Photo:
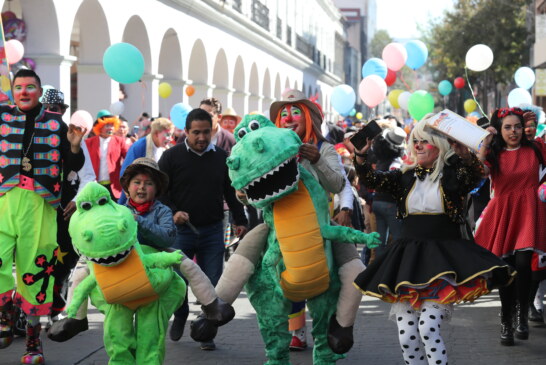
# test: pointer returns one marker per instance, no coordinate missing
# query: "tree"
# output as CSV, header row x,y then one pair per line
x,y
499,24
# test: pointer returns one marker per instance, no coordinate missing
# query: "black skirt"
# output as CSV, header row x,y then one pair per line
x,y
431,251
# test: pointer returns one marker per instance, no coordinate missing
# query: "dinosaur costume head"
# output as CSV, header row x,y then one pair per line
x,y
101,230
263,162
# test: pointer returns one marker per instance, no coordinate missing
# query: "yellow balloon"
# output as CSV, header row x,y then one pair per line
x,y
393,97
165,90
470,105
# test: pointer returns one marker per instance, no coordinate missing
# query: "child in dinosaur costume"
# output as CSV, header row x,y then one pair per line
x,y
297,262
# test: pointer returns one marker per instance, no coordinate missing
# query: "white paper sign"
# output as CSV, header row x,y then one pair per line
x,y
453,126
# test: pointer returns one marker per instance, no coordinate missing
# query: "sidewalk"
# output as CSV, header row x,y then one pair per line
x,y
471,338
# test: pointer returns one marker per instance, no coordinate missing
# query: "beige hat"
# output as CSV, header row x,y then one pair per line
x,y
395,136
230,112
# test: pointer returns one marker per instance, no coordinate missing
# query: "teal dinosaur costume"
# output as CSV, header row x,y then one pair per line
x,y
137,291
297,262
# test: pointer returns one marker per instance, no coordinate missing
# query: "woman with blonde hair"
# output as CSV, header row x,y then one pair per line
x,y
431,266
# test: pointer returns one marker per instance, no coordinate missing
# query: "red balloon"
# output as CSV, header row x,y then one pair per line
x,y
458,82
390,78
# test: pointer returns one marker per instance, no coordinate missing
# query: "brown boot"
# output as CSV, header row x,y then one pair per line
x,y
6,325
34,354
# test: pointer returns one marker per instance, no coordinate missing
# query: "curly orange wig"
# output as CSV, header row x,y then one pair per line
x,y
107,119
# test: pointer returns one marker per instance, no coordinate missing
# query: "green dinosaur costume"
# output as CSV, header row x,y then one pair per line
x,y
297,263
136,291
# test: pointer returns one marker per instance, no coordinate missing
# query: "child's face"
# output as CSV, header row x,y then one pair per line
x,y
142,189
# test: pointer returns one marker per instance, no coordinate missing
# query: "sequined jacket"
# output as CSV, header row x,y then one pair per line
x,y
456,181
50,150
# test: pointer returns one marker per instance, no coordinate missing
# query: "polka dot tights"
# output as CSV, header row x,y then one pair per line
x,y
419,335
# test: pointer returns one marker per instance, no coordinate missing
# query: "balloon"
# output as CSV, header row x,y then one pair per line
x,y
393,97
178,114
390,78
459,82
470,105
420,104
82,119
395,56
445,87
123,62
374,66
165,90
103,112
14,51
117,108
479,57
519,96
403,100
190,90
343,99
417,54
372,90
525,77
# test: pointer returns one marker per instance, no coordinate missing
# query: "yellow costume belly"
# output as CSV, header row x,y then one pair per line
x,y
298,232
126,283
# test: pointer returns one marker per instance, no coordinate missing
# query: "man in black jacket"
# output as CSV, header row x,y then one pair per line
x,y
198,184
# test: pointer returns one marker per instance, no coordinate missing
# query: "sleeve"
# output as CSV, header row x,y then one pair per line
x,y
329,169
235,206
158,228
71,161
87,174
383,181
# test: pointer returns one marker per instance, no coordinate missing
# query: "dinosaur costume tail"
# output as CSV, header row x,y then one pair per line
x,y
307,274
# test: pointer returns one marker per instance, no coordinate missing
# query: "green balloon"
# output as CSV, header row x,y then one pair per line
x,y
420,104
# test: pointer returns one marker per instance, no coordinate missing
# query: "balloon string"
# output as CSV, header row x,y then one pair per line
x,y
403,81
472,93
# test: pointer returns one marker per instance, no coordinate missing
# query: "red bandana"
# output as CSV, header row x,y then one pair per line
x,y
141,208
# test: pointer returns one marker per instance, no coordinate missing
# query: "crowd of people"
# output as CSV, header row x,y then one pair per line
x,y
454,224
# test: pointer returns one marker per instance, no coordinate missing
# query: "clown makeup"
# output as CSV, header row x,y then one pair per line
x,y
292,118
107,130
142,189
511,131
426,154
26,93
530,129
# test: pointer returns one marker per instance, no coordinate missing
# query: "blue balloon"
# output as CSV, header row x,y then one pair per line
x,y
343,99
124,63
417,54
374,66
179,113
445,87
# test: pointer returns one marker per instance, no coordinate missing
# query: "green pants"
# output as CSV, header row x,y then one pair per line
x,y
28,232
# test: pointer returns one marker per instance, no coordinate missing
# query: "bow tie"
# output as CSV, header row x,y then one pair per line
x,y
422,172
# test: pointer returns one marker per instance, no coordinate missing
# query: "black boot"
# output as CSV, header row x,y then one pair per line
x,y
522,322
507,329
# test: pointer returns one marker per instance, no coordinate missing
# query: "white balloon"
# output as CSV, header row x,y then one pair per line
x,y
403,100
525,77
479,57
519,96
117,108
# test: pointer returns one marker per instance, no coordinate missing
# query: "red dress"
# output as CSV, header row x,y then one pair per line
x,y
515,219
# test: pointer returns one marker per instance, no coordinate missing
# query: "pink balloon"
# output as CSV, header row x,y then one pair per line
x,y
82,119
372,90
395,56
14,51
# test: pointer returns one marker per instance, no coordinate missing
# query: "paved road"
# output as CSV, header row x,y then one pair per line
x,y
471,337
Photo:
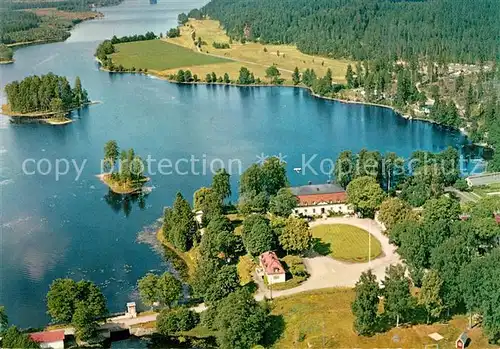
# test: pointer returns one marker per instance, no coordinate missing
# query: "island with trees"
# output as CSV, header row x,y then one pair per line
x,y
123,170
446,280
54,98
6,54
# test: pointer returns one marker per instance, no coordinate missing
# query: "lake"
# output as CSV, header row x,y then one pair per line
x,y
71,227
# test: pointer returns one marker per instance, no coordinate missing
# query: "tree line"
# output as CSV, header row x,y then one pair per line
x,y
366,29
453,256
77,303
238,321
65,5
451,251
46,93
23,26
107,47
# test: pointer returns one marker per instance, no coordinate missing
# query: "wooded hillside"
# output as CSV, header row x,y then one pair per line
x,y
450,30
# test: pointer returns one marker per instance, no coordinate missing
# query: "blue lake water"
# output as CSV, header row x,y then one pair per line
x,y
72,228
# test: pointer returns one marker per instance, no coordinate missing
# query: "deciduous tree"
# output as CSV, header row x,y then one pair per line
x,y
430,295
396,291
365,195
240,321
283,203
365,304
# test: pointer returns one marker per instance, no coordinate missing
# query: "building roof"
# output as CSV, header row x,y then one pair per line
x,y
271,263
484,179
314,189
47,336
463,337
315,199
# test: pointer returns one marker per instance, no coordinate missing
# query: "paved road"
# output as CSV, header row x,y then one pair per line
x,y
325,272
464,196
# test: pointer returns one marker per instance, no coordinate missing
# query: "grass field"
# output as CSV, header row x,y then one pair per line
x,y
255,56
323,319
159,55
488,190
344,242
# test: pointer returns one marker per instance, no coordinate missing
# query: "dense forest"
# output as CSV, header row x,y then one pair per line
x,y
6,53
46,93
25,26
453,30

What you should do —
Collect every line in the material that contains the word "blue", treating uppercase and lowercase letters as different.

Finished task —
# query: "blue balloon"
# query: "blue lake water"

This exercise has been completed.